__Stated goal A__. According to the YMCA news item, how many youth does the Youth Conservation Corp program employ during the summer?
__Stated goal B__. Pull out every line of the records that contains the word "bollard".

After indoor safety trainings, members of The Family YMCA’s Youth Conservation Corp trained on repairing a trail in Canon de Valle, focusing on a trail completely destroyed by last summer's Las Conchas Fire and subsequent watershed issues. Courtesy/YMCA

Family YMCA News:

The status report sent to the State of New Mexico for The Family YMCA’s Youth Conservation Corp program details tremendous accomplishments achieved by the local organization, which employs 24 youth during the summer.

Trainer Zach Close and Educator Craig Martin discuss Canyon de Valle trail work progress as members of the Youth Conservation Corp gather at the far end of the trail. Courtesy/YMCA 

 

New Mexico YCC Project Status Report

May leader training and YCC crew start up phase May 29–June 15

1. Project work plan: We have trained our two Crew Leaders and Crew Members. Trainings included: Trail safety and Maintenance, Tool safety, Tool rehandling, Trail layout and Mapping (using a Clinometer), Van Driver Training/Practicum (Crew Leaders), Child Protection Training, CPR/First Aid certification training, YCC projects overview/planning and site tour and YMCA Orientations and staff training. With this training our Crew has the skills necessary to complete our project work plan for the entire summer.

__Data for this exercise__.
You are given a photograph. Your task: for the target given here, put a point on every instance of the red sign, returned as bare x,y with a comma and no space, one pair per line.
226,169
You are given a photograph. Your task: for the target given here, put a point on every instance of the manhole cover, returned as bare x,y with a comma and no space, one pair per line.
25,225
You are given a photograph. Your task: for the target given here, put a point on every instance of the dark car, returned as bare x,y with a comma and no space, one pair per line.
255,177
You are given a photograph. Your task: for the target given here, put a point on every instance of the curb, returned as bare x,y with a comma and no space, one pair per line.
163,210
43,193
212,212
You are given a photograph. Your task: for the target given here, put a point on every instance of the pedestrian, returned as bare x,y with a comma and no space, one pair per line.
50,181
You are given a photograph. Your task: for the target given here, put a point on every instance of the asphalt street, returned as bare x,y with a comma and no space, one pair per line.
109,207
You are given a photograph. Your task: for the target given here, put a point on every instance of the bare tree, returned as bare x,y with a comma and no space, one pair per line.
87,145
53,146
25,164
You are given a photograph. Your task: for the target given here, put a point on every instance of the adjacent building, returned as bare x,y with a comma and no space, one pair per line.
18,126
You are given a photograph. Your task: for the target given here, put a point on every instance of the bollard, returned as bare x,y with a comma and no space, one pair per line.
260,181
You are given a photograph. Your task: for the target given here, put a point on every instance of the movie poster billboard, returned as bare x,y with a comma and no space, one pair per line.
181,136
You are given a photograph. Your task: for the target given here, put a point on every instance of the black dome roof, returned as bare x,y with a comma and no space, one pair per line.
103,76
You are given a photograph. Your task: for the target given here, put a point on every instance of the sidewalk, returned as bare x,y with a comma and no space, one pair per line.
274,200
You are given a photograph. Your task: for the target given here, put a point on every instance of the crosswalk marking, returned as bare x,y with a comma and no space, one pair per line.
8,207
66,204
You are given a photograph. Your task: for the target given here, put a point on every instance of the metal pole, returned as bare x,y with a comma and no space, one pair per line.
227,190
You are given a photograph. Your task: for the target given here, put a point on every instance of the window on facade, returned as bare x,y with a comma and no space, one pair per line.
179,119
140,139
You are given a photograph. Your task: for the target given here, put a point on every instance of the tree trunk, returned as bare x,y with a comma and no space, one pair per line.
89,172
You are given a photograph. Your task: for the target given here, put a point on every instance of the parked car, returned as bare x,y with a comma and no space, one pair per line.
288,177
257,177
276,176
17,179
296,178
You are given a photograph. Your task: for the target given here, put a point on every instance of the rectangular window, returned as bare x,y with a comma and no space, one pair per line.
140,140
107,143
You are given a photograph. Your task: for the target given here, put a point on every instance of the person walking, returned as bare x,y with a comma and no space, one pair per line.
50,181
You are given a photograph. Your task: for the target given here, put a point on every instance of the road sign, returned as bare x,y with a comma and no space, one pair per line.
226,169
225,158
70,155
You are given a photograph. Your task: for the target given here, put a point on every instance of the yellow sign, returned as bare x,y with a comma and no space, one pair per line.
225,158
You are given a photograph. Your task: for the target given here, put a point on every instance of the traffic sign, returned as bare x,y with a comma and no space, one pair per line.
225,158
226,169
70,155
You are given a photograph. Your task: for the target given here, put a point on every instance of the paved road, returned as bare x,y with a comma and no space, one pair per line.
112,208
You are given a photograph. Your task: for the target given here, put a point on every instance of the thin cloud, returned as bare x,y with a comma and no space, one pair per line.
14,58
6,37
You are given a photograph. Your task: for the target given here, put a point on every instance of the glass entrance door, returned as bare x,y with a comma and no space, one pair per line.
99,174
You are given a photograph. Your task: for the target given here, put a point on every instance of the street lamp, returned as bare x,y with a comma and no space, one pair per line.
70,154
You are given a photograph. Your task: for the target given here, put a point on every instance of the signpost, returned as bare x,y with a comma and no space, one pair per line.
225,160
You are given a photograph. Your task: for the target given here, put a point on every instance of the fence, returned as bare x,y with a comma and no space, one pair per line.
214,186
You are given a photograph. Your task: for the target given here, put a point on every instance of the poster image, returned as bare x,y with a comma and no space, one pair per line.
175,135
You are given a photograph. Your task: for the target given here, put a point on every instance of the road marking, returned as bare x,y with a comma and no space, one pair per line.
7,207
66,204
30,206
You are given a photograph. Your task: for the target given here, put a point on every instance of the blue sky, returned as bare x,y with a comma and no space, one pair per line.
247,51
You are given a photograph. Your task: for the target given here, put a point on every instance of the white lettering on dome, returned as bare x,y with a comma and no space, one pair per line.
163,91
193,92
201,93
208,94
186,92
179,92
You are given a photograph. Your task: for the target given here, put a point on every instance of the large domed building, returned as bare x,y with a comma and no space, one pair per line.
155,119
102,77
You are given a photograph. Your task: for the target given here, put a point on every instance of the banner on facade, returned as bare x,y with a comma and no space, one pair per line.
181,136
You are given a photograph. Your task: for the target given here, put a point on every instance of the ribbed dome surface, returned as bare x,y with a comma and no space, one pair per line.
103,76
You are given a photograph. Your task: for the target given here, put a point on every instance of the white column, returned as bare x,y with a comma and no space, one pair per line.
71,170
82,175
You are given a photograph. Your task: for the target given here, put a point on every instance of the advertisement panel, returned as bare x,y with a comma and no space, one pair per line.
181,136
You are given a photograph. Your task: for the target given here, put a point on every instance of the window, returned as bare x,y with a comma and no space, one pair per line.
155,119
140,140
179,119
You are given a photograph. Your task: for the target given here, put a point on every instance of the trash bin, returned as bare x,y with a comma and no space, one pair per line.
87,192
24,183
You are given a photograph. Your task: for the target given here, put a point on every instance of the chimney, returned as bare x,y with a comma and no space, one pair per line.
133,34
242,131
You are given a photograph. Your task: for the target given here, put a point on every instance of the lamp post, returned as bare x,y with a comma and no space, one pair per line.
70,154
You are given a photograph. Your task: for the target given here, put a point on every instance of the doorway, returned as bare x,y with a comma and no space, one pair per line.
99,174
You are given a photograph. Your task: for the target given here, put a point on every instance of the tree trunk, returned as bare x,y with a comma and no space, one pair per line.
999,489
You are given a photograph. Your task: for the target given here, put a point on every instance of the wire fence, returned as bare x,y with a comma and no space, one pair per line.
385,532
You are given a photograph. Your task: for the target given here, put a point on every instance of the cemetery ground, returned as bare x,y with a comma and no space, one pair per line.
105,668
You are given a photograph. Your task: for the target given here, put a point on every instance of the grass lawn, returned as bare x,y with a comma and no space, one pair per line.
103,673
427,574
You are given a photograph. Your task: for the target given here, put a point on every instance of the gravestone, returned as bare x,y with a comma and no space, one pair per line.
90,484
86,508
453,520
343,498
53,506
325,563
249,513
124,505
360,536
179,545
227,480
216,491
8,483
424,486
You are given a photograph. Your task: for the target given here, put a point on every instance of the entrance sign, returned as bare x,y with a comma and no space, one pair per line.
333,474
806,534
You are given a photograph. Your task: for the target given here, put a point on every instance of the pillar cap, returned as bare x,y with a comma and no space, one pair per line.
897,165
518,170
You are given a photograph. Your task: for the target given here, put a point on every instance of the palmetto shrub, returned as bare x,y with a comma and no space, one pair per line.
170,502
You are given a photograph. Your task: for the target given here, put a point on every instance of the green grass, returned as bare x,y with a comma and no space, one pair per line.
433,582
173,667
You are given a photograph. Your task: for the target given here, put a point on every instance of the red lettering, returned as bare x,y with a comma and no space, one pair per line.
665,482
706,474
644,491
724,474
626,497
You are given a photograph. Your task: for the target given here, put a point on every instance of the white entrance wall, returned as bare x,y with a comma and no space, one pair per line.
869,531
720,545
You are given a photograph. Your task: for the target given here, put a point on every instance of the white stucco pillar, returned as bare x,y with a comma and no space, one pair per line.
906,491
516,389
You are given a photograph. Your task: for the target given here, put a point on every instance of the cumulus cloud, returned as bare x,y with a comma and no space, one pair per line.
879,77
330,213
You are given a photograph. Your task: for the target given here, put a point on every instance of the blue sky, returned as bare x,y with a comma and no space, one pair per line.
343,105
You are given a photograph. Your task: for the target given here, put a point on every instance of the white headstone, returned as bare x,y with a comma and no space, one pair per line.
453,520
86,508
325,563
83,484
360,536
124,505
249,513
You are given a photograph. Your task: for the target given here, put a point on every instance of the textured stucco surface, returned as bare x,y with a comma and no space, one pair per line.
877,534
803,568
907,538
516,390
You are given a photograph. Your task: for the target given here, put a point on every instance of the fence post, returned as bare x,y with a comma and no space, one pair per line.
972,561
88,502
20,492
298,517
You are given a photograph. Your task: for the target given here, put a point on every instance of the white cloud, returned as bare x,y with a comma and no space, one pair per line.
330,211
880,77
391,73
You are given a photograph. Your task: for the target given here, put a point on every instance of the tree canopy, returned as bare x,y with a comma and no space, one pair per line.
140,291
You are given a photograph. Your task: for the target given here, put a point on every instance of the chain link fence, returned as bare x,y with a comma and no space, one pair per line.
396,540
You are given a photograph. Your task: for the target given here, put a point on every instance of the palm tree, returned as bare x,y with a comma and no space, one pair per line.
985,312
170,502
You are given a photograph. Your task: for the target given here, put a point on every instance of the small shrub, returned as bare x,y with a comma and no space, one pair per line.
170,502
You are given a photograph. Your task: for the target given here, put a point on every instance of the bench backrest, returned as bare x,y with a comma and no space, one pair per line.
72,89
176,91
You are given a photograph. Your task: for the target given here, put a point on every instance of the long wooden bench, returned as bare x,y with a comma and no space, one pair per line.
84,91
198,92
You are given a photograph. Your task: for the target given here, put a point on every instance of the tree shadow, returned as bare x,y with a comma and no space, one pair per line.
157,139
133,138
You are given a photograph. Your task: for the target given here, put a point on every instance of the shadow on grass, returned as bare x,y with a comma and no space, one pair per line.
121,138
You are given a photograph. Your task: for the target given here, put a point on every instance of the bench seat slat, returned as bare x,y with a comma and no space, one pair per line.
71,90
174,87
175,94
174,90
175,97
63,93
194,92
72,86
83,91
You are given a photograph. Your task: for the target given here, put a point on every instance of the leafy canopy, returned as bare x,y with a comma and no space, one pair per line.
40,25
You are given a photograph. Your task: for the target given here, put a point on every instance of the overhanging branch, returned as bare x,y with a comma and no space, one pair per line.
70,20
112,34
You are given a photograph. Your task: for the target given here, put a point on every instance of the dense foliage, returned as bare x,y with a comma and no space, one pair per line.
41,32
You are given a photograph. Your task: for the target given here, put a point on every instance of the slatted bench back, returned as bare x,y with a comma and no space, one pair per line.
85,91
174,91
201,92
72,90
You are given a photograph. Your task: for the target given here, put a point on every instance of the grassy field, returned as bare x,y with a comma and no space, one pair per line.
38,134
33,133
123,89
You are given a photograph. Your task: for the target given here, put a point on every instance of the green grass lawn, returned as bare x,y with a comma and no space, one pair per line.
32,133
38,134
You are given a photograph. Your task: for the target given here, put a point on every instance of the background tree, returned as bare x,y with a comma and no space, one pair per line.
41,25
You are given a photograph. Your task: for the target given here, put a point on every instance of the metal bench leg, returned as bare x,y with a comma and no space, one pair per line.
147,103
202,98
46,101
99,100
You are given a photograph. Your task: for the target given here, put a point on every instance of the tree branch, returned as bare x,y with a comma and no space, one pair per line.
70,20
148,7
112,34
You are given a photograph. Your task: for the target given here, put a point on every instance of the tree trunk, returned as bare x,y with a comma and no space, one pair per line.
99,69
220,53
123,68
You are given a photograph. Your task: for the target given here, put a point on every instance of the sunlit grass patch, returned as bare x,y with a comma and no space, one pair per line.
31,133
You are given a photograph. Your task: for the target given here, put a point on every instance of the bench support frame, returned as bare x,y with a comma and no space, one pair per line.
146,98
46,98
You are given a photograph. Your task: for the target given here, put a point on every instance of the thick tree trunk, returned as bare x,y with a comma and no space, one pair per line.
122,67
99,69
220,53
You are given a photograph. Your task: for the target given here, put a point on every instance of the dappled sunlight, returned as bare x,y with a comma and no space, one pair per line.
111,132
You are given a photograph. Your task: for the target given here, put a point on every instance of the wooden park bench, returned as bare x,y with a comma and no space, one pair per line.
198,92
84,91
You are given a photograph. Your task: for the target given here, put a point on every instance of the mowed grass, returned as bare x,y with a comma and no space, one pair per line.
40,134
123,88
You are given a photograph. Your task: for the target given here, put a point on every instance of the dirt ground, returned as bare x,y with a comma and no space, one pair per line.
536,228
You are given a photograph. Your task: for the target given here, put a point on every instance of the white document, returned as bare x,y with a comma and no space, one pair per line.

__Correct output A__. The program employs 24 youth during the summer.

__Correct output B__.
You are given a photograph. Your task: for the target given here, put a point on every instance of the bollard, returned as bare x,y with a comma and no space, one pair per line.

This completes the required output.